DATA EXCERPTS:
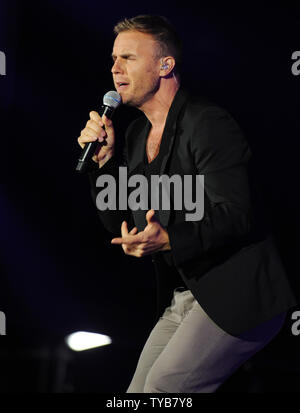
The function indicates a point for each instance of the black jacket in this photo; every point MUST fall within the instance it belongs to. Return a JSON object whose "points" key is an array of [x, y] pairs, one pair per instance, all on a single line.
{"points": [[231, 265]]}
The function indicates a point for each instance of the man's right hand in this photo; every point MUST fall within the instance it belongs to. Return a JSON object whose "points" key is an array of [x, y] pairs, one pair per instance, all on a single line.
{"points": [[93, 131]]}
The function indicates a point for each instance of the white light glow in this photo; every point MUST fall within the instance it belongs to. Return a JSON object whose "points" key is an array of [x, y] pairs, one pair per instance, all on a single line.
{"points": [[82, 340]]}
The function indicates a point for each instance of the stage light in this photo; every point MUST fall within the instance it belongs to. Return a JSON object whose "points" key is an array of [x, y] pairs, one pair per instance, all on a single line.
{"points": [[83, 340]]}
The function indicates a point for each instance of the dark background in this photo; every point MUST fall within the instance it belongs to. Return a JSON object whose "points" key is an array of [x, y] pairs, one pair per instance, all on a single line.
{"points": [[59, 273]]}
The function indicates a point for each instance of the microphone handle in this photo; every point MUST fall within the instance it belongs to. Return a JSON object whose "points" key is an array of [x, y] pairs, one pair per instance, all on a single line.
{"points": [[90, 148]]}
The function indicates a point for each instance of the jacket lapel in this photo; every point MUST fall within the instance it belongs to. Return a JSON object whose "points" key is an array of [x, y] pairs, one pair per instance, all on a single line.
{"points": [[171, 130]]}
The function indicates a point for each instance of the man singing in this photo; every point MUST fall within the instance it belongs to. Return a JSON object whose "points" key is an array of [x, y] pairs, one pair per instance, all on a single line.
{"points": [[222, 290]]}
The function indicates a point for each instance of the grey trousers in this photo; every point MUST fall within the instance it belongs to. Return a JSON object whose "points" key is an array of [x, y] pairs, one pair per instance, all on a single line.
{"points": [[187, 352]]}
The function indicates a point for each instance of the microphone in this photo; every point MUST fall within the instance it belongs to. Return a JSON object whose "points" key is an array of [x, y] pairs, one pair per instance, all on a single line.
{"points": [[111, 100]]}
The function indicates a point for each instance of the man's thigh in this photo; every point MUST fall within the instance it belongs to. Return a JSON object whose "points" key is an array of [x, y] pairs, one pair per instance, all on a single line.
{"points": [[156, 342]]}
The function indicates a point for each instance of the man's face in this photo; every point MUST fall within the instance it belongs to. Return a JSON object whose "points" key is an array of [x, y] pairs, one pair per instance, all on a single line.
{"points": [[136, 67]]}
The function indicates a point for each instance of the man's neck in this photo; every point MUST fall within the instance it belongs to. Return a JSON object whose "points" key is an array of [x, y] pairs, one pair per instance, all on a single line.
{"points": [[157, 108]]}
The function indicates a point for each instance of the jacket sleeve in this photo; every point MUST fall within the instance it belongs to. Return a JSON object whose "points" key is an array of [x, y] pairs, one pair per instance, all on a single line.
{"points": [[220, 153], [112, 219]]}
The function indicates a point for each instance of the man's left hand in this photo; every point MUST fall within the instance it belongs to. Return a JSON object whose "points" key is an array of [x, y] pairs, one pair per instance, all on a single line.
{"points": [[154, 238]]}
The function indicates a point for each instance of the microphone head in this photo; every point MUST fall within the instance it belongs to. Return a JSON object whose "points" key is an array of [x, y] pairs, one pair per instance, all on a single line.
{"points": [[112, 99]]}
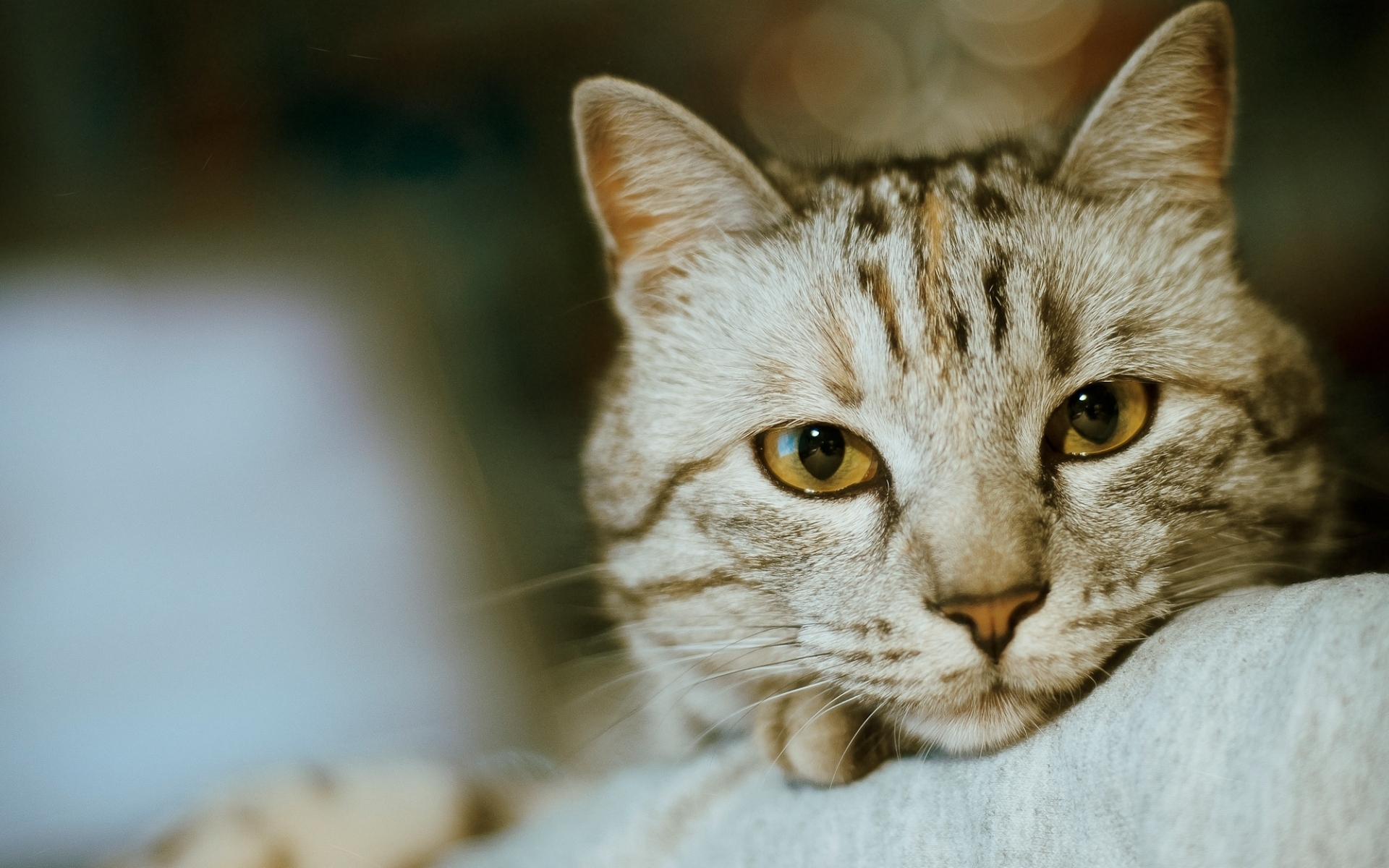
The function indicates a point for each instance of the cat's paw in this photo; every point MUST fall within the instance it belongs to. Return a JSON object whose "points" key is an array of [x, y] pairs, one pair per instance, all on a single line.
{"points": [[382, 816], [818, 736]]}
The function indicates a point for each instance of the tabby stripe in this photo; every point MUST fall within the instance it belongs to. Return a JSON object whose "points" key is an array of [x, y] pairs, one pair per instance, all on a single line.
{"points": [[1059, 324], [656, 509], [872, 279], [995, 282]]}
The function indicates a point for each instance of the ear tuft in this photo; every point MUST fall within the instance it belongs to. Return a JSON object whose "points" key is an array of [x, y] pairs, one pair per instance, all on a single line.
{"points": [[1165, 120], [660, 179]]}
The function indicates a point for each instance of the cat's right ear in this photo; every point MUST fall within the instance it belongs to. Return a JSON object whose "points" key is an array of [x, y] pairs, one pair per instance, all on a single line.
{"points": [[660, 181]]}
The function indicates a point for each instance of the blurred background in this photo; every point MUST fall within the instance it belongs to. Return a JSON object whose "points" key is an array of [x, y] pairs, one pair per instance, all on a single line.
{"points": [[300, 315]]}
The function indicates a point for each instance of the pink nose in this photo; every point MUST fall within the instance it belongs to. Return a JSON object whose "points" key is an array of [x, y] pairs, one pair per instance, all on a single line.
{"points": [[993, 620]]}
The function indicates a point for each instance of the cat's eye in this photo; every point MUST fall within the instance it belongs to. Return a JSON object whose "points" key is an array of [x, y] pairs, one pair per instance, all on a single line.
{"points": [[1100, 417], [818, 459]]}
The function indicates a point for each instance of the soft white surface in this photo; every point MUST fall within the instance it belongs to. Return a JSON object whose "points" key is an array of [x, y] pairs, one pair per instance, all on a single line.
{"points": [[217, 555], [1250, 731]]}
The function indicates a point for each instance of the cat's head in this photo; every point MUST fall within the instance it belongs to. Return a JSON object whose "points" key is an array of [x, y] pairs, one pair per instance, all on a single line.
{"points": [[940, 434]]}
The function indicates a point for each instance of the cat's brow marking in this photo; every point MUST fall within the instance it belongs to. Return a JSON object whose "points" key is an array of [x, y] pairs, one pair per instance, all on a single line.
{"points": [[871, 217], [995, 284], [839, 370], [872, 279], [656, 509], [1059, 324]]}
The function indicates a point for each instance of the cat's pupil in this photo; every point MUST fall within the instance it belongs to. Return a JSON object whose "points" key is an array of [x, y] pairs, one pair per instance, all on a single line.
{"points": [[821, 451], [1095, 413]]}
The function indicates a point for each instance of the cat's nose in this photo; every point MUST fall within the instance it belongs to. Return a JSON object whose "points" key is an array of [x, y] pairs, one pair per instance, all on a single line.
{"points": [[993, 620]]}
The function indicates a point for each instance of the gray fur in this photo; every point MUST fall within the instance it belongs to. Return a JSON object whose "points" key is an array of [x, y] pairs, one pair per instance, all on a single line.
{"points": [[942, 309]]}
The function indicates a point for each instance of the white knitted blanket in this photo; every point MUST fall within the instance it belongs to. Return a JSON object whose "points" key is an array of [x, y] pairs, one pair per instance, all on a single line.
{"points": [[1249, 731]]}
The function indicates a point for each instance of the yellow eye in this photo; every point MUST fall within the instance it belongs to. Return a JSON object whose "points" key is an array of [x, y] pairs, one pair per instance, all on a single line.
{"points": [[1100, 417], [818, 459]]}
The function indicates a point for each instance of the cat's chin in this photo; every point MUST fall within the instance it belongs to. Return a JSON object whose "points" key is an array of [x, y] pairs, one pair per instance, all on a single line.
{"points": [[990, 721]]}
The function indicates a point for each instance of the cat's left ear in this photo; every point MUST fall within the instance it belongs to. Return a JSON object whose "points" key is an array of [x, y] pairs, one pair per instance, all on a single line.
{"points": [[1165, 120], [658, 178]]}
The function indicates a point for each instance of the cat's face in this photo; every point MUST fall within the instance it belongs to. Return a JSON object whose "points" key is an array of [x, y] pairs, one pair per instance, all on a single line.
{"points": [[910, 534]]}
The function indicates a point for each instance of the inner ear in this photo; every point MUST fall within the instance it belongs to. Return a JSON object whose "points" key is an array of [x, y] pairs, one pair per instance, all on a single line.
{"points": [[1165, 120], [658, 178]]}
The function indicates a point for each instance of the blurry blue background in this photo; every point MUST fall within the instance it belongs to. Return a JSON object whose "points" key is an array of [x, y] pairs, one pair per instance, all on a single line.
{"points": [[300, 314]]}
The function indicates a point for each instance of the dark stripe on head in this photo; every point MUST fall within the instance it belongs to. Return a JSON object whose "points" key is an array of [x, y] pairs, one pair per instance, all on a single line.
{"points": [[1059, 326], [839, 367], [995, 282], [872, 279], [990, 203], [656, 509], [959, 330], [871, 217]]}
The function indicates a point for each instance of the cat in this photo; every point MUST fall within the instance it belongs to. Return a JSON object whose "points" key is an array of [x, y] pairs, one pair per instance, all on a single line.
{"points": [[902, 453]]}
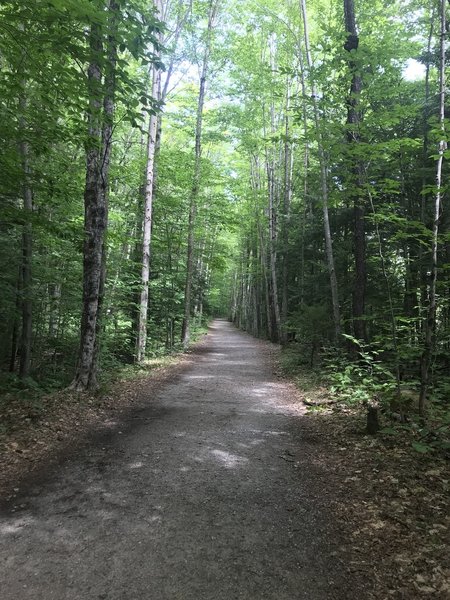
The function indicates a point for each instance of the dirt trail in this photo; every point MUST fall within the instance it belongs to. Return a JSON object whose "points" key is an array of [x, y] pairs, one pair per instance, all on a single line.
{"points": [[209, 493]]}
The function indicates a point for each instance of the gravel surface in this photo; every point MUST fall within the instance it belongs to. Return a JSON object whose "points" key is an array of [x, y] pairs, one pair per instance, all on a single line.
{"points": [[209, 492]]}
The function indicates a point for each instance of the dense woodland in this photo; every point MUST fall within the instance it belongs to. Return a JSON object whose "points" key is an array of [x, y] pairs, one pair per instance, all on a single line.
{"points": [[283, 164]]}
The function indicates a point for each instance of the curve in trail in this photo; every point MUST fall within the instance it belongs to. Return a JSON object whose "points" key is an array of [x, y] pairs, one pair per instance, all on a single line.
{"points": [[204, 497]]}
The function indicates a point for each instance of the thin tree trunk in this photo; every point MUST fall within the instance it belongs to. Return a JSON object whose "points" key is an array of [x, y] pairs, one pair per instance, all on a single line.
{"points": [[148, 208], [15, 330], [185, 330], [357, 169], [432, 305], [27, 254], [287, 196], [95, 220], [324, 182]]}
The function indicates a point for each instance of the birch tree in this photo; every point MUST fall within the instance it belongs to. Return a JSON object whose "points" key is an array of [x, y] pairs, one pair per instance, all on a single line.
{"points": [[213, 8]]}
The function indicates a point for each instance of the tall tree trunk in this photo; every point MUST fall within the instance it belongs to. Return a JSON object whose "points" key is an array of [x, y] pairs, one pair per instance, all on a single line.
{"points": [[95, 220], [430, 325], [287, 196], [107, 134], [148, 206], [324, 181], [357, 170], [27, 252], [185, 330]]}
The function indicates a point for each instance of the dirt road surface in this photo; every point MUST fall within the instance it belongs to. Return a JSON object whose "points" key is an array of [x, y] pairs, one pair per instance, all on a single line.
{"points": [[209, 492]]}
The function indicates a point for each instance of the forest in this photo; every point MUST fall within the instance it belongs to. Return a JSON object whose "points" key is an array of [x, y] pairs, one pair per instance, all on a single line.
{"points": [[284, 165]]}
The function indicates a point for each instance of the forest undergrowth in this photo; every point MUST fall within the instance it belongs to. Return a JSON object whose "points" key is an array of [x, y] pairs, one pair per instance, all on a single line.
{"points": [[38, 424], [394, 487]]}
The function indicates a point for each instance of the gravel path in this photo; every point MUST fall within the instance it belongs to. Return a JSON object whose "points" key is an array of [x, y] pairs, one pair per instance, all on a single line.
{"points": [[208, 493]]}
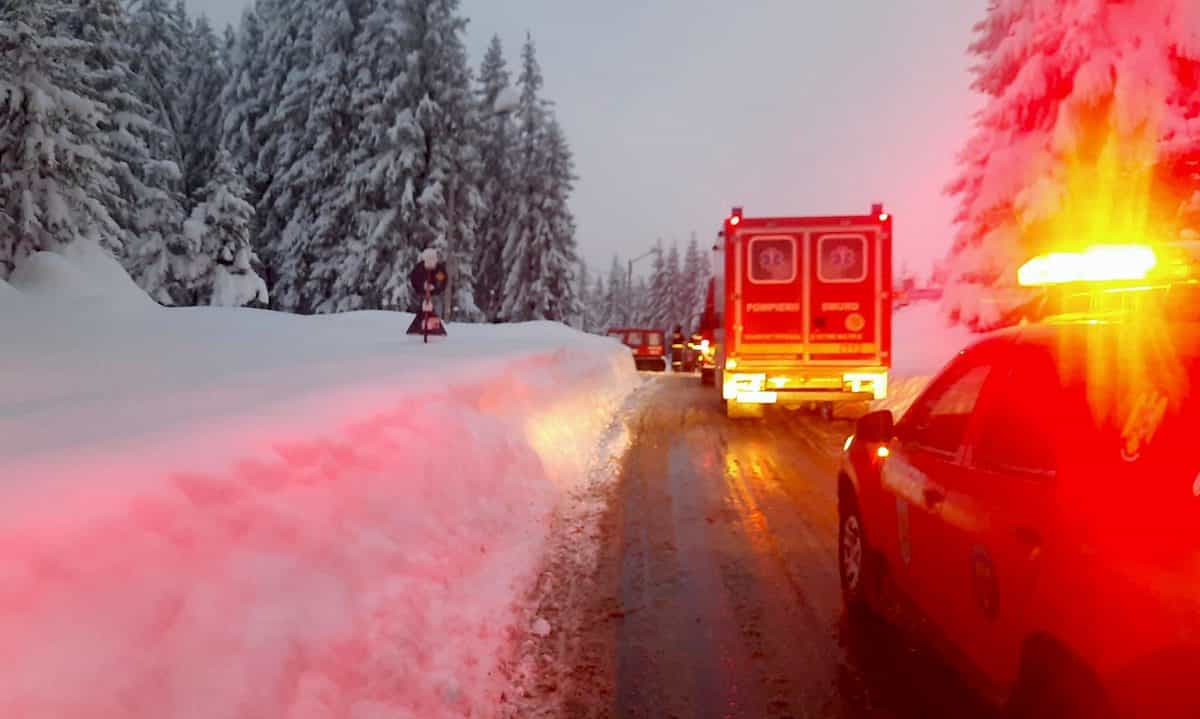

WHAT THE TASK REQUIRES:
Display every row above that contains the word "background", matching its case.

ANSWER FOR THIS EXERCISE:
The function indicates a point for each instance of the dark background in this photo; every point MUST fall within the instance it belongs to. Return a JSON object whose "points" key is an array of [x, y] pairs, one pair per instance, all on a single line.
The function indicates a point for each instance of the blurred background in this photo; every point MUST fall within the instance it belongs to. Return a JSON object whose "points" key is an array of [x, y] pairs, one pair per instance, all on a single line.
The function indicates a point for each instance of the blurry blue background in this photo; every point MUST fall within the instance it belongs to. Return a JSON object whose "points" key is an array of [x, y] pairs, one pair per instance, all on a single line.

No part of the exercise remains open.